▸ Source document
Colin Mills, compiler of the Hortus Camdenensis, died in late November 2012 after a short illness. As he always considered the Hortus his legacy, it is his family's intention to keep the site running in perpetuity. It will not, however, be updated in the near future.

Iris japonica Thunb.

A rhizomatous crested iris with fans of strap-shaped, evergreen, dark green leaves and, in late spring, 3-4 flattened, frilly, white or pale lavender-blue flowers per stem, with purple and orange markings on the falls.  To 45cm.  Under favourable conditions it can be very invasive in the garden.  [RHSE, Hortus].  

Horticultural & Botanical History

‘This iris has been cultivated in China for centuries and it is impossible to say whether it is only an introduction into Burma and Japan.’  [Dykes].

▸ Entries
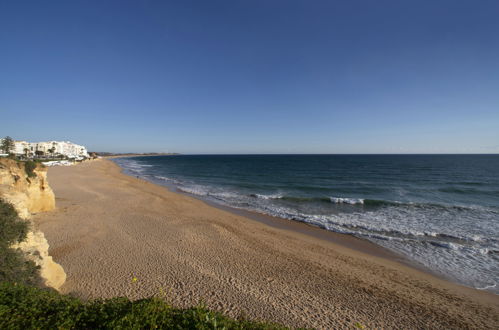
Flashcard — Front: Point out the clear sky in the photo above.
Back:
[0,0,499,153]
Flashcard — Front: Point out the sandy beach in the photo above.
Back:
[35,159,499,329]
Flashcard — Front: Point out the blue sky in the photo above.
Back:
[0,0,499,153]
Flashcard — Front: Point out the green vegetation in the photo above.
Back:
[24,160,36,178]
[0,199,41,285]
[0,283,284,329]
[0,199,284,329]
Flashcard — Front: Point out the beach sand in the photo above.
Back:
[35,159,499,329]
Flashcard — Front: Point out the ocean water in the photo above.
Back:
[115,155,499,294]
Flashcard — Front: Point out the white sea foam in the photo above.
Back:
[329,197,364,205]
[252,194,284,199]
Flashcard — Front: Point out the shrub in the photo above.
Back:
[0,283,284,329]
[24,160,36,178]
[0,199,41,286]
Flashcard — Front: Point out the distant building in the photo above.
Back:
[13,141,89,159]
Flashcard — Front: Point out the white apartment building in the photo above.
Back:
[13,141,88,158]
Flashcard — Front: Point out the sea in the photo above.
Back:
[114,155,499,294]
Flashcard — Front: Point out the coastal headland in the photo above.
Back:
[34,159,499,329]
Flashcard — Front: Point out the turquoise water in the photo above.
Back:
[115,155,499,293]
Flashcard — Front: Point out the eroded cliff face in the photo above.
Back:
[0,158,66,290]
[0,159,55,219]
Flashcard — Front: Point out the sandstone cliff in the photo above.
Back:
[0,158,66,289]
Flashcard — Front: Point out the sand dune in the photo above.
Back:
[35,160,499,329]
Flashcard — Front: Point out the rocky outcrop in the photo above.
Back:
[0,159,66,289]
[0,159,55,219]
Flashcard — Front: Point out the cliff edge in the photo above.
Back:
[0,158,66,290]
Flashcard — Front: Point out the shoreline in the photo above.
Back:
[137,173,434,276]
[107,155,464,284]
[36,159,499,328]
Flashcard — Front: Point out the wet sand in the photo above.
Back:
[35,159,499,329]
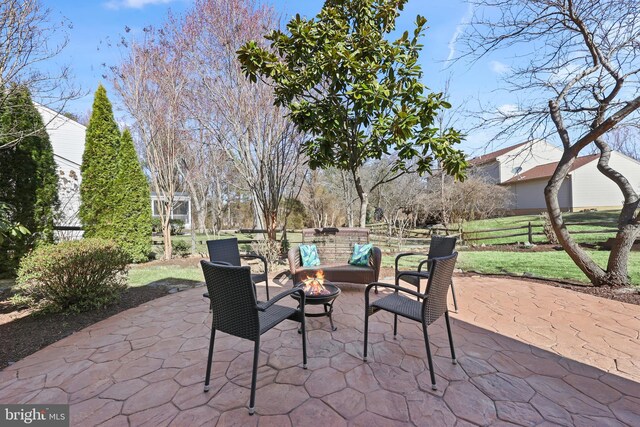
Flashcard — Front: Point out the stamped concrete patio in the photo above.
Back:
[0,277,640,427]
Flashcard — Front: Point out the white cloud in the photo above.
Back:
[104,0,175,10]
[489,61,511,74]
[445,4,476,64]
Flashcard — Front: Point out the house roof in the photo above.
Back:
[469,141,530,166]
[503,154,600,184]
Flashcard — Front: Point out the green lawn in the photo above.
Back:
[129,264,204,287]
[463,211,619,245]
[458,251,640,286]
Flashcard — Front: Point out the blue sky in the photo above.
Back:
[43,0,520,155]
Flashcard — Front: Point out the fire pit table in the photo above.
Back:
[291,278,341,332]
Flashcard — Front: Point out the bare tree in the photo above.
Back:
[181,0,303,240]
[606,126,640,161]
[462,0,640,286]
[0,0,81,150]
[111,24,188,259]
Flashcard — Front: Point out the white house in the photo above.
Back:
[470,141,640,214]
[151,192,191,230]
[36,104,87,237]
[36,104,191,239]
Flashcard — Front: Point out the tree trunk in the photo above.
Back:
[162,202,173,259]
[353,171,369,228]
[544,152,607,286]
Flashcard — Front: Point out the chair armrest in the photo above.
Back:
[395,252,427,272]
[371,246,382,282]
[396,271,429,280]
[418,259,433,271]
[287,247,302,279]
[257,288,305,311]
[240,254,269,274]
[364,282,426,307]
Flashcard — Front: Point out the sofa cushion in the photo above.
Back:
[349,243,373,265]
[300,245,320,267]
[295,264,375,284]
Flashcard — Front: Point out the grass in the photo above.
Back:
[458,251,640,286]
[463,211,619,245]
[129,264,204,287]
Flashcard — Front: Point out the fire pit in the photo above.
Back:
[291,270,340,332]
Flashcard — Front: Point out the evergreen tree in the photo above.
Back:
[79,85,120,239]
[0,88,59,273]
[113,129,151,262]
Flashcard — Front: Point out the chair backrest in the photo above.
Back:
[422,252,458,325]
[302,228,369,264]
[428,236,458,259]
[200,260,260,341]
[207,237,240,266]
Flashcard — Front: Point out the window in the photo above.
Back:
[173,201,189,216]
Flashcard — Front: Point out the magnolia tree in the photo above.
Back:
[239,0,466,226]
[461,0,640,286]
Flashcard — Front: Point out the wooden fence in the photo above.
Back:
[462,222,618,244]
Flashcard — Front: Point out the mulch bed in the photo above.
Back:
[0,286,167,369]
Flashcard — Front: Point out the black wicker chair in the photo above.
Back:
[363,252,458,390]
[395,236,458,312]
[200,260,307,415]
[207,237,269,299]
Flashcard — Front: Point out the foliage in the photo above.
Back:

▸ Required work
1. Transcribe the stretch of the Iris japonica entry from "Colin Mills, compiler" through "garden.  [RHSE, Hortus].".
2. Answer these questions using the Iris japonica entry.
(a) When did the compiler of the Hortus Camdenensis die?
(b) To what height does the plant grow?
(c) In which country has this iris been cultivated for centuries?
The records have no connection to the Iris japonica entry.

▸ Responses per task
1.
Colin Mills, compiler of the Hortus Camdenensis, died in late November 2012 after a short illness. As he always considered the Hortus his legacy, it is his family's intention to keep the site running in perpetuity. It will not, however, be updated in the near future.

Iris japonica Thunb.

A rhizomatous crested iris with fans of strap-shaped, evergreen, dark green leaves and, in late spring, 3-4 flattened, frilly, white or pale lavender-blue flowers per stem, with purple and orange markings on the falls.  To 45cm.  Under favourable conditions it can be very invasive in the garden.  [RHSE, Hortus].

2.
(a) In late November 2012, after a short illness.
(b) To 45cm.
(c) China.